*Aim of the task*: In the passage on disjoint set union, what does rank equal when path compression is not used?

*Quoted passage*:
____________

The rank does not represent exact height after path compression, but serves as a heuristic for tree size. Without path compression, rank equals actual height. With path compression, rank provides an upper bound that remains useful for union decisions.
def union(x, y)
root_x = find(x)
root_y = find(y)
return if root_x == root_y
# Attach smaller rank tree to larger rank tree
if rank[root_x] < rank[root_y]
parent[root_x] = root_y
elsif rank[root_x] > rank[root_y]
parent[root_y] = root_x
else
parent[root_y] = root_x
rank[root_x] += 1
end
end
Set Size Tracking
Many applications require knowing the size of each set. The data structure can maintain a size array where size[root] stores the number of elements in that set. Union operations update sizes by adding the smaller set's size to the larger set's root.
Connected Component Counting
DSU tracks the number of disjoint sets through a counter that decrements during each successful union. This count represents the number of connected components in graph applications or the number of distinct equivalence classes in grouping problems.
Ruby Implementation
Ruby's dynamic typing and object-oriented features enable clean DSU implementations. The following implementation includes path compression, union by rank, and size tracking in a single class.
class DisjointSetUnion
attr_reader :size_count
def initialize(n)

____________

[Dataset records]

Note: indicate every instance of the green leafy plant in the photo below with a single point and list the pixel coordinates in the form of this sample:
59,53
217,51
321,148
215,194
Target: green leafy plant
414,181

____________

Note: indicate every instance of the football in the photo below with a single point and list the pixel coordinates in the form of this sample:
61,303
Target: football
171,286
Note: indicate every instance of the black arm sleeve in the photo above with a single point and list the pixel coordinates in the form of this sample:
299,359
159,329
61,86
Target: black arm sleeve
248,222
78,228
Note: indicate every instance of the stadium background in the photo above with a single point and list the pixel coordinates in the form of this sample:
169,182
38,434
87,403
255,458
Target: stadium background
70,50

____________

*Final result*: Without path compression, rank equals the actual height of the tree.